[[ Recorded information open ]]

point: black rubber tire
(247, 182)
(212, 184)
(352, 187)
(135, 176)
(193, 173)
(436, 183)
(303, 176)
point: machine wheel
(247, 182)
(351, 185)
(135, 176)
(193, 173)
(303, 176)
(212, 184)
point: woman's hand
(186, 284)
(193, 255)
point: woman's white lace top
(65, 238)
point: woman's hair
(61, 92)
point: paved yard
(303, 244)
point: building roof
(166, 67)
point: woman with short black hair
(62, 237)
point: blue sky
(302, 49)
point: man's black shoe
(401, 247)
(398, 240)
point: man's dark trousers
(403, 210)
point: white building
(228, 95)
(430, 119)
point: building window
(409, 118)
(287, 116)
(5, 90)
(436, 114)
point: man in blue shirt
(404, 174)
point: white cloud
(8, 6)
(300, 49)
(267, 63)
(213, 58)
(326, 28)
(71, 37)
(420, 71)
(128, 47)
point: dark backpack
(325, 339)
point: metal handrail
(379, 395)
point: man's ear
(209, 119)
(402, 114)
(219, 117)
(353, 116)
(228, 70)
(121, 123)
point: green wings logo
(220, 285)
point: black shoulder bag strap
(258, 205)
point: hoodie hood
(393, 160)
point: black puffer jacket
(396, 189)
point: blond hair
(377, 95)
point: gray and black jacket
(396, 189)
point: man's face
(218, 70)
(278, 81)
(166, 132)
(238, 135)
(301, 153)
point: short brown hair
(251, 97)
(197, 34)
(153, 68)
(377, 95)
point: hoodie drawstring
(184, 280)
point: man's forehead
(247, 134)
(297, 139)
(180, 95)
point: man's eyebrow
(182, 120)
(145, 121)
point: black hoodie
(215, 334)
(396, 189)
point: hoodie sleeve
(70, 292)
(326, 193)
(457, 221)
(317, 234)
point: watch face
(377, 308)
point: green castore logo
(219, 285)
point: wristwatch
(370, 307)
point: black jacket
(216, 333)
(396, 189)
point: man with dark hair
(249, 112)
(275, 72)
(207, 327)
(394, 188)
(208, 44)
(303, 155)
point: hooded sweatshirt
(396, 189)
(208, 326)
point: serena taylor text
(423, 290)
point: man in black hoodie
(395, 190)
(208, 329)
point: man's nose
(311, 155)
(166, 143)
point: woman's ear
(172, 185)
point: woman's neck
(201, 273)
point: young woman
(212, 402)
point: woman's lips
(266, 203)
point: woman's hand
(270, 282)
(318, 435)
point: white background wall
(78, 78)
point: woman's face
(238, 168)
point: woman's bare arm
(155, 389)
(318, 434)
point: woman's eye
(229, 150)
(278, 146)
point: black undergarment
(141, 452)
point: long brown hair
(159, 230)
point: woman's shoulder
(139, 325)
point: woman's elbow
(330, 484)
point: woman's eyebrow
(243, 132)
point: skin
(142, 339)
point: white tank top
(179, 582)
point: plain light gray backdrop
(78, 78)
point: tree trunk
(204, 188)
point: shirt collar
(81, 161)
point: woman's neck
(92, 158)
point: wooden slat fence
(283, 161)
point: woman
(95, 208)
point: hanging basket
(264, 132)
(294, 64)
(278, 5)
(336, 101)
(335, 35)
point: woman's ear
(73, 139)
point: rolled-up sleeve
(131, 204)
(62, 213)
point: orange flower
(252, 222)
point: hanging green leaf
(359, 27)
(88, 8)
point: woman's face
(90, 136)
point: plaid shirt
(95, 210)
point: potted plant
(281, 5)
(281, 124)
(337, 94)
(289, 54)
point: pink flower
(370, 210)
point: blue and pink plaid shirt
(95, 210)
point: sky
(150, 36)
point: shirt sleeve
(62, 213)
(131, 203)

[[ Recorded information closed ]]

▶ Problem to work on:
All of the material must appear again, exactly as given.

▶ Exercise solution:
point: black rubber tire
(247, 182)
(212, 184)
(352, 187)
(135, 176)
(193, 173)
(436, 183)
(303, 176)
point: machine wheel
(247, 182)
(351, 185)
(135, 176)
(193, 173)
(303, 176)
(212, 184)
point: woman's hand
(186, 284)
(193, 255)
point: woman's white lace top
(65, 238)
point: woman's hair
(61, 92)
point: paved yard
(303, 244)
point: building roof
(166, 67)
point: woman with short black hair
(62, 237)
point: blue sky
(302, 49)
point: man's black shoe
(401, 247)
(398, 240)
point: man's dark trousers
(403, 210)
point: white building
(228, 95)
(430, 119)
point: building window
(409, 118)
(287, 116)
(5, 90)
(436, 114)
point: man in blue shirt
(404, 174)
point: white cloud
(8, 6)
(300, 49)
(267, 63)
(213, 58)
(326, 28)
(71, 37)
(420, 71)
(128, 47)
point: dark backpack
(325, 339)
point: metal handrail
(379, 395)
point: man's ear
(209, 119)
(402, 114)
(219, 117)
(353, 116)
(228, 70)
(121, 123)
point: green wings logo
(220, 285)
point: black shoulder bag strap
(258, 205)
point: hoodie hood
(393, 160)
point: black puffer jacket
(396, 189)
point: blond hair
(377, 95)
point: gray and black jacket
(396, 189)
point: man's face
(218, 70)
(278, 81)
(166, 132)
(238, 135)
(301, 153)
point: short brown hair
(251, 97)
(197, 34)
(153, 68)
(377, 95)
point: hoodie drawstring
(184, 280)
point: man's forehead
(247, 134)
(297, 139)
(180, 95)
point: man's eyebrow
(182, 120)
(145, 121)
point: black hoodie
(215, 334)
(396, 189)
point: hoodie sleeve
(70, 292)
(326, 193)
(457, 221)
(317, 234)
point: watch face
(377, 308)
point: green castore logo
(219, 285)
point: wristwatch
(370, 307)
point: black jacket
(216, 333)
(396, 189)
point: man with dark hair
(249, 112)
(275, 72)
(207, 327)
(394, 188)
(208, 44)
(303, 155)
point: hooded sweatshirt
(396, 189)
(208, 326)
point: serena taylor text
(423, 290)
point: man in black hoodie
(395, 190)
(208, 329)
point: man's nose
(311, 155)
(166, 143)
point: woman's ear
(172, 185)
point: woman's neck
(201, 273)
point: young woman
(212, 402)
point: woman's lips
(266, 203)
point: woman's hand
(270, 282)
(318, 435)
point: white background wall
(78, 78)
point: woman's face
(238, 168)
point: woman's bare arm
(155, 389)
(318, 434)
point: woman's eye
(229, 150)
(278, 146)
point: black undergarment
(141, 452)
point: long brown hair
(159, 230)
point: woman's shoulder
(139, 325)
point: woman's elbow
(330, 484)
point: woman's eyebrow
(243, 132)
point: skin
(142, 339)
point: white tank top
(179, 582)
point: plain light gray backdrop
(78, 78)
point: tree trunk
(204, 188)
point: shirt collar
(81, 161)
point: woman's neck
(92, 158)
point: wooden slat fence
(283, 161)
point: woman
(95, 208)
point: hanging basket
(264, 132)
(294, 64)
(278, 5)
(336, 101)
(335, 35)
point: woman's ear
(73, 139)
point: rolled-up sleeve
(131, 204)
(62, 213)
point: orange flower
(252, 222)
point: hanging green leaf
(359, 27)
(88, 8)
point: woman's face
(90, 136)
point: plaid shirt
(95, 210)
point: potted plant
(281, 5)
(281, 124)
(337, 94)
(289, 54)
point: pink flower
(370, 210)
point: blue and pink plaid shirt
(95, 210)
point: sky
(150, 36)
point: shirt sleeve
(62, 213)
(131, 203)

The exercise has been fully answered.